Экзистенциальная традиция в русской литературе XX века. Диалоги на границах столетий (Заманская) - страница 93

Но и перед такой зияющей бездной, которая сама по себе есть воплощение последнего ужаса, экзистенциализм Андреева не останавливается. Потому что последний ужас – за пределом последнего ужаса природы – наступает лишь тогда, когда в беспредельность вступает человеческая душа. Тогда открываются беспредельности человеческой психики, за которыми уже только сумасшествие или смерть (а дьявол в них перестает быть дьяволом, превращается в истукана: «…мое движение вперед приобрело все черты долгого и однообразного сна, покорной и безнадежной борьбы с неодолимым пространством…». «И наступила ли ночь действительно, или мрак шел изнутри меня – все вокруг меня начало медленно и тихо темнеть, из ровно-белого превращаться в ровно серое, стало совсем не на что смотреть. А когда совсем не на что смотреть, то это слепота…».

Эта беспредельность несколькими десятилетиями позднее будет расшифрована Сартром: люди «обречены быть свободными» – «им не на что опереться ни в себе, ни во вне». «Не на что опереться» – перед этим впервые оцепенел Л. Толстой, а описал – Л. Андреев. И не только описал, но исследовал. Потому что рассказ «Полет» одновременно и воплощенная (в слове, в ритме, в музыке прозы, в ситуации) андреевская беспредельность, и мучительное до болезненности стремление уловить пределы, их последнюю точку, за которой наступает та жуткая беспредельность, что стирает границы между бытием и небытием, жизнью и смертью и ставит вопросы: что такое (и где кончается?) жизнь, бытие и что такое (и где начинается?) небытие, смерть?

У Андреева есть тенденция к экзистенциальному перепрочтению, к экзистенциальной адаптации некоторых известных сюжетов. Она даст о себе знать и в «Иуде Искариоте», и в рассказе «В подвале», и в других произведениях. Андреев, видимо, сознательно идет на явные перепрочтения: на фоне известного сюжета очевиднее его версия, рельефнее те вопросы, что волнуют его. Так, в «Полете» отдаленно просматриваются сюжетные нити легенды об Икаре. Но андреевская версия получает настолько неповторимый поворот, что они растворяются, а чисто авторская проблема пределов получает то непостижимо-глубинное разрешение, которое свидетельствует: действительно, писатель стоит у самого края стихийности.

_Что нужно сделать_
• a. Определите, соответствуют ли фрагменту об экзистенциализме Андреева утверждения: (i) Сартр несколькими десятилетиями позднее расшифровал эту беспредельность; (ii) перед тем, что «не на что опереться», первым оцепенел Андреев; (iii) в «Полете» отдаленно видны сюжетные нити легенды об Икаре. На каждое ответьте «да» или «нет» и приведите решающие слова фрагмента дословно.
• b. Перепишите, пожалуйста, без изменений часть фрагмента об экзистенциализме Андреева, начиная со слов «У Андреева есть» и дальше вплоть до слов «самого края стихийности.».

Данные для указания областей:
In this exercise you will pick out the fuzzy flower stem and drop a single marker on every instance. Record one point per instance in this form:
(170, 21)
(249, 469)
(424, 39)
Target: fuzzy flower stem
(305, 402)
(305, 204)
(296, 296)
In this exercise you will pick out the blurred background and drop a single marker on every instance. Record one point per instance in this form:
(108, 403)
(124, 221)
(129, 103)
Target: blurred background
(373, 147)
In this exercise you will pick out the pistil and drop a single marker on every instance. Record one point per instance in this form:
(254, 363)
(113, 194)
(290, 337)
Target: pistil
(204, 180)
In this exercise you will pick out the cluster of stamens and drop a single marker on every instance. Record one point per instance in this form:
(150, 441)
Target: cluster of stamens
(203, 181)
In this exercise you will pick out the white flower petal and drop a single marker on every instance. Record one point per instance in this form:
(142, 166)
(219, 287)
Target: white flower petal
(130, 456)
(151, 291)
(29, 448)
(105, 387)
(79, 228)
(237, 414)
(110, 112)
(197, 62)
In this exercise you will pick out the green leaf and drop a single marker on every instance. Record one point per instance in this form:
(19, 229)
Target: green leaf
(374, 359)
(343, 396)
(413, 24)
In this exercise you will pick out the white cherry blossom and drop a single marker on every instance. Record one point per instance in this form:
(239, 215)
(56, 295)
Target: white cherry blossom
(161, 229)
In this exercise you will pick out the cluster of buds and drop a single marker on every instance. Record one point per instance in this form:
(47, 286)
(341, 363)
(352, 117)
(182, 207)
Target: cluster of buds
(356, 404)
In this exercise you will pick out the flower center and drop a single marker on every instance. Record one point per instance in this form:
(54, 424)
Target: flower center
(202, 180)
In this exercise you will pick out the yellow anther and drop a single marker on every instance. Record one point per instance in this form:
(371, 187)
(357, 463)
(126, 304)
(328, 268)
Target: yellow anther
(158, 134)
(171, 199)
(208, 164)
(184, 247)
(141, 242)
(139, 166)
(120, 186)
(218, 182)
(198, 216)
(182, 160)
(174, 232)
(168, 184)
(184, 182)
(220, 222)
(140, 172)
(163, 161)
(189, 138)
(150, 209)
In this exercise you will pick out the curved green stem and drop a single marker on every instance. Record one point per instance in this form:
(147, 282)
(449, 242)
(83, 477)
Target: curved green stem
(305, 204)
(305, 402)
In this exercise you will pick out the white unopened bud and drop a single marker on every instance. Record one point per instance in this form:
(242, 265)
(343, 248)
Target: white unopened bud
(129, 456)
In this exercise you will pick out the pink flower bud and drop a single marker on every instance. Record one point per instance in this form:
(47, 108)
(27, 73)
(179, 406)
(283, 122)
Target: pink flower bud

_Ответы к заданиям_
• a.
(i) Да: «Эта беспредельность несколькими десятилетиями позднее будет расшифрована Сартром».
(ii) Нет: «впервые оцепенел Л. Толстой, а описал – Л. Андреев».
(iii) Да: «в «Полете» отдаленно просматриваются сюжетные нити легенды об Икаре».

• b.
У Андреева есть тенденция к экзистенциальному перепрочтению, к экзистенциальной адаптации некоторых известных сюжетов. Она даст о себе знать и в «Иуде Искариоте», и в рассказе «В подвале», и в других произведениях. Андреев, видимо, сознательно идет на явные перепрочтения: на фоне известного сюжета очевиднее его версия, рельефнее те вопросы, что волнуют его. Так, в «Полете» отдаленно просматриваются сюжетные нити легенды об Икаре. Но андреевская версия получает настолько неповторимый поворот, что они растворяются, а чисто авторская проблема пределов получает то непостижимо-глубинное разрешение, которое свидетельствует: действительно, писатель стоит у самого края стихийности.